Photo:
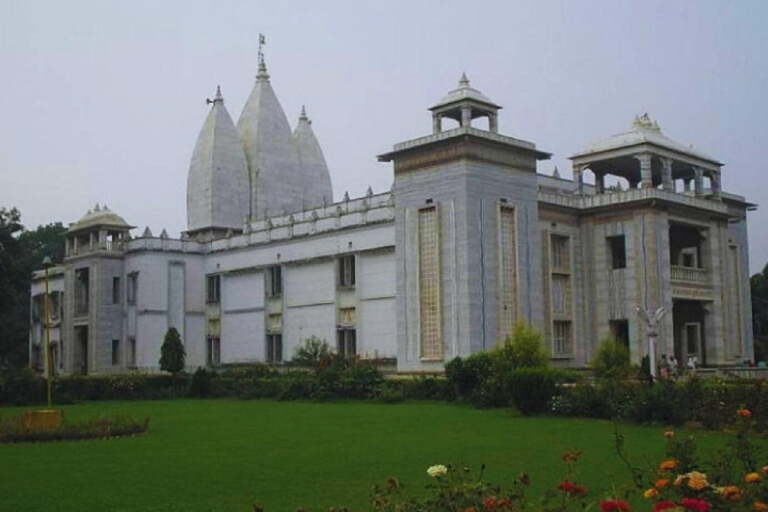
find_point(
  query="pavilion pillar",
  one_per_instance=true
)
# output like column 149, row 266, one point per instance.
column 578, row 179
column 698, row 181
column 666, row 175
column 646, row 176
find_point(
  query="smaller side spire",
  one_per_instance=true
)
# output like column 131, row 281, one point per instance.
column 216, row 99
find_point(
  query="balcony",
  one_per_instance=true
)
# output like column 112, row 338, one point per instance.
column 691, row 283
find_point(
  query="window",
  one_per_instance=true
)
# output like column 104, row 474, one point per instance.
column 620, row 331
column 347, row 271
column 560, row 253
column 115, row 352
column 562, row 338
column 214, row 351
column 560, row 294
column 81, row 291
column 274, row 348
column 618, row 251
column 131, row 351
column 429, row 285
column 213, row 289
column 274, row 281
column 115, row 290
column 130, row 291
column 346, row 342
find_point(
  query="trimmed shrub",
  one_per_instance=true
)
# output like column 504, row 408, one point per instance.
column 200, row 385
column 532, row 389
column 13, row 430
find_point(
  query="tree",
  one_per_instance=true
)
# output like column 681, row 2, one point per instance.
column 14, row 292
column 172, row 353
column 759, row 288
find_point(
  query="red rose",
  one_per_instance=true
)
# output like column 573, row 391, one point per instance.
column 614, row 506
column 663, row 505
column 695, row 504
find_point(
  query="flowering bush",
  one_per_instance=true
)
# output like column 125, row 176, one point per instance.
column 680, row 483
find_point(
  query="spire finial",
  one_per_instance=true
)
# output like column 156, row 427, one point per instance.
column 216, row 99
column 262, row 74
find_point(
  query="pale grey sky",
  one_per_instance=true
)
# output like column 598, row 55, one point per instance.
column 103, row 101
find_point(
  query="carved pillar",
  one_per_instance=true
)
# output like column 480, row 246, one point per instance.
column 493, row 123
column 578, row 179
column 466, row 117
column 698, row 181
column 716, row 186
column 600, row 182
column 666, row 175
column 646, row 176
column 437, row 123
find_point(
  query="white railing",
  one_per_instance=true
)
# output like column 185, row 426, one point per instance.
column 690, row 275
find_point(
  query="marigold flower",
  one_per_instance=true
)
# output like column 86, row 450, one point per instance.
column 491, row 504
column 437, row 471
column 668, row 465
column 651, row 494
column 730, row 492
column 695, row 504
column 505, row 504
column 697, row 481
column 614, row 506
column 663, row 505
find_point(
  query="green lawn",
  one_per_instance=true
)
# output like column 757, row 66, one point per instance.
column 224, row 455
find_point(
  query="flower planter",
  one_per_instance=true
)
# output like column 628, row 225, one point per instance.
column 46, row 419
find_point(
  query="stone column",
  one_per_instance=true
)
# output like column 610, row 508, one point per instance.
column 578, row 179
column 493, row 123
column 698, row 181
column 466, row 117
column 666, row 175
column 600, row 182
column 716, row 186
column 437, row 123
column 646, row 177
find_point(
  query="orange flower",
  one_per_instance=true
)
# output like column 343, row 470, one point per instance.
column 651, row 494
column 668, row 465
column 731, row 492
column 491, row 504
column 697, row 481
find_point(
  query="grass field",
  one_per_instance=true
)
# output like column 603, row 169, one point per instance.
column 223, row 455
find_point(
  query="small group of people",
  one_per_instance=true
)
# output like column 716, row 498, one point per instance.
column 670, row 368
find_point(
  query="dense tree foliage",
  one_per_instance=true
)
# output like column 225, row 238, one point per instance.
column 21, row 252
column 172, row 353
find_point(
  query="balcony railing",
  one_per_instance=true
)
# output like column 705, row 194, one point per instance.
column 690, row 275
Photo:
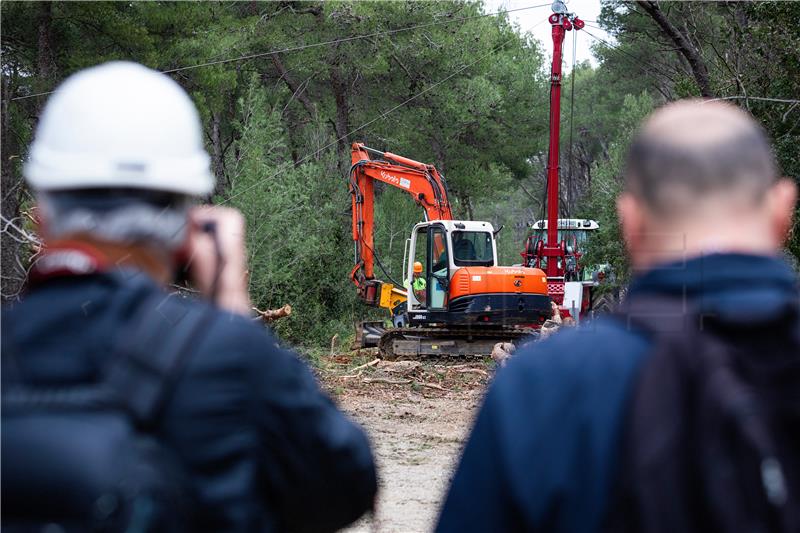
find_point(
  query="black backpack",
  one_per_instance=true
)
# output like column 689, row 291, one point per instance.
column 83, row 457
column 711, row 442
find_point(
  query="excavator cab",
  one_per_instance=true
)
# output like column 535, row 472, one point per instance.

=====

**Task prompt**: Retype all of the rows above line for line, without any changes, and leave the pictures out of the copy.

**Exercise response**:
Photo:
find_point(
  query="pavilion pillar",
  one_per_instance=true
)
# output like column 149, row 266, one point per instance.
column 578, row 179
column 698, row 181
column 666, row 175
column 646, row 176
find_point(
  query="smaller side spire",
  one_per_instance=true
)
# output like column 131, row 281, one point per instance.
column 216, row 99
find_point(
  query="balcony",
  one_per_instance=true
)
# output like column 112, row 338, one point per instance.
column 691, row 283
find_point(
  query="window",
  one_per_instance=true
)
# output like column 104, row 474, one point per instance.
column 620, row 331
column 347, row 271
column 560, row 253
column 115, row 352
column 562, row 338
column 214, row 351
column 560, row 294
column 81, row 291
column 274, row 348
column 618, row 251
column 131, row 351
column 429, row 285
column 213, row 289
column 274, row 281
column 115, row 290
column 130, row 291
column 346, row 342
find_point(
  query="trimmed shrub",
  one_per_instance=true
)
# output like column 504, row 408, one point per instance.
column 200, row 385
column 532, row 389
column 13, row 430
find_point(
  query="tree",
  one_per_instance=true
)
# output like column 681, row 2, one point per instance.
column 14, row 292
column 172, row 353
column 759, row 288
find_point(
  query="red rose",
  one_per_instance=true
)
# output like column 573, row 391, one point per instance.
column 614, row 506
column 663, row 505
column 695, row 504
find_point(
  query="flowering bush",
  one_per_instance=true
)
# output like column 125, row 176, one point per instance.
column 680, row 483
find_point(
  query="spire finial",
  one_per_instance=true
)
# output like column 156, row 427, one point per instance.
column 216, row 99
column 262, row 74
find_point(
  query="pale grey sky",
  one_per_instance=true
)
# output like column 598, row 55, one point per instance.
column 103, row 101
find_point(
  query="carved pillar",
  one_per_instance=true
)
# output like column 480, row 246, one point per instance.
column 493, row 123
column 578, row 179
column 466, row 117
column 698, row 181
column 716, row 186
column 600, row 182
column 666, row 175
column 646, row 176
column 437, row 123
find_point(
  query="white railing",
  one_per_instance=true
)
# output like column 185, row 426, one point per instance.
column 690, row 275
find_point(
  query="marigold flower",
  one_per_instance=true
)
# output like column 86, row 450, one point per instance.
column 491, row 504
column 437, row 471
column 668, row 465
column 651, row 494
column 730, row 492
column 695, row 504
column 505, row 504
column 697, row 481
column 614, row 506
column 663, row 505
find_point(
  query="green lawn",
  one_per_instance=true
)
# output like column 757, row 66, one point per instance.
column 224, row 455
find_point(
  query="flower planter",
  one_per_instance=true
)
# output like column 628, row 225, one point per instance.
column 46, row 419
find_point(
  query="stone column",
  one_per_instance=true
)
# output like column 610, row 508, one point per instance.
column 578, row 179
column 493, row 123
column 698, row 181
column 466, row 117
column 666, row 175
column 600, row 182
column 716, row 186
column 437, row 123
column 646, row 177
find_point(
  query="orange flower",
  one_per_instance=true
)
# output like column 343, row 470, one point per instance.
column 651, row 494
column 668, row 465
column 731, row 492
column 491, row 504
column 697, row 481
find_point(
  query="grass field",
  one_per_instance=true
)
# output like column 603, row 169, one point per instance.
column 223, row 455
find_point(
  query="small group of people",
  one_per_instance=true
)
# output like column 716, row 498, one point per instance.
column 670, row 368
find_point(
  query="dense tree foliage",
  one_per_instance=true
)
# output like column 225, row 238, one point per instance.
column 21, row 252
column 172, row 353
find_point(
  query="balcony railing",
  one_per_instance=true
)
# output like column 705, row 194, one point per instance.
column 690, row 275
Photo:
find_point(
  query="black backpack",
  one_per_instance=true
)
# output like column 689, row 291, one point per instance.
column 83, row 457
column 711, row 442
find_point(
  query="excavator cab",
  one_per_instance=true
)
# output like column 535, row 472, one point per instance.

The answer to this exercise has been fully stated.